• **DIRECTIVE**
Copy these records out again, changing every "Target" to "Object" and keeping everything else the same. Leave the pictures out of your answer.

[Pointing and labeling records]
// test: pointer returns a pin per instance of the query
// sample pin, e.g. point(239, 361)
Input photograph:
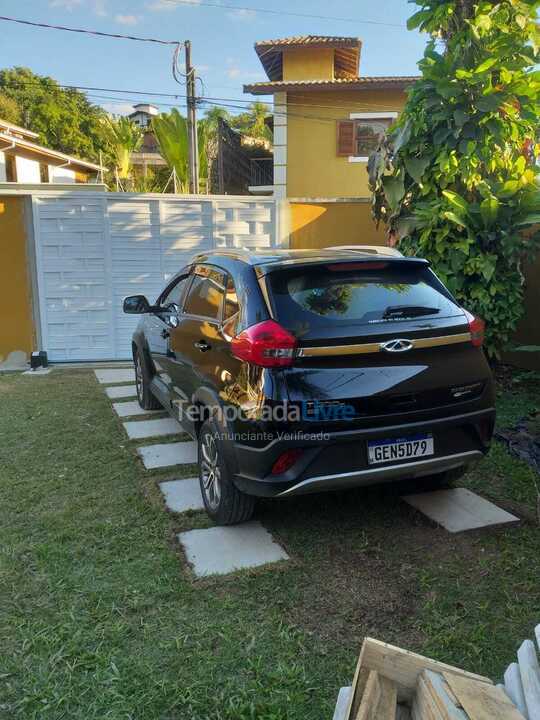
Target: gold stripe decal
point(417, 344)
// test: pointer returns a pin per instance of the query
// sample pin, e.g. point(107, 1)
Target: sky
point(222, 42)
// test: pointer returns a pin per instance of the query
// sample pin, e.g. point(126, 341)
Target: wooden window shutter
point(345, 137)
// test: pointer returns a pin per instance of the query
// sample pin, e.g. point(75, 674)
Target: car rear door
point(158, 327)
point(382, 338)
point(197, 345)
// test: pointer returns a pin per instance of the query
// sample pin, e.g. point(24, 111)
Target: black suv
point(302, 371)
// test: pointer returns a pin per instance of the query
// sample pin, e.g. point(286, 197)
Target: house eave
point(357, 84)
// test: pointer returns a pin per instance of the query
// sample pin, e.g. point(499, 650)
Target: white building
point(22, 160)
point(143, 114)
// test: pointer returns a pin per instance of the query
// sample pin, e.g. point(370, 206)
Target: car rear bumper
point(340, 459)
point(360, 478)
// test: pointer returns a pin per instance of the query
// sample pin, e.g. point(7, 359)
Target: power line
point(267, 11)
point(352, 105)
point(84, 31)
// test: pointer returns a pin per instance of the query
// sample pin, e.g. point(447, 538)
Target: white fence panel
point(93, 249)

• **RESULT FOR THIS TASK**
// test: pointer returns a pin per instance of the query
// sample pin, e.g. point(239, 361)
Input photograph:
Object: gold stripe decal
point(417, 344)
// test: pointer returns a pin per instance of the query
// sample pin, e.g. point(107, 1)
Object: sky
point(222, 42)
// test: pointer returns a pin per instance of the query
// sample pin, e.g. point(126, 341)
Object: wooden window shutter
point(345, 137)
// test: pointer returns a pin per instance of the query
// sample pin, e.g. point(75, 674)
Object: car rear door
point(158, 327)
point(382, 338)
point(197, 345)
// test: pointer returns a pin per instance of the query
// sample pin, e.g. point(24, 111)
Object: black suv
point(302, 371)
// test: pointer returns a pin per instance of the query
// sample pin, e.g. point(286, 197)
Object: house eave
point(357, 84)
// test: pointer returns a pin per instance of the query
// sample pin, e.g. point(499, 650)
Object: white building
point(22, 160)
point(143, 114)
// test: pointer returns a pin per instance of the query
// sample pin, e.g. point(370, 206)
Object: car rear bumper
point(340, 459)
point(360, 478)
// test: pointer returns a pin per instance of the query
// sample pin, e.g. point(7, 359)
Object: power line
point(267, 11)
point(352, 105)
point(84, 31)
// test: pointer returns a pin per instance of the query
// sample pin, e.g. point(447, 538)
Object: white fence panel
point(93, 249)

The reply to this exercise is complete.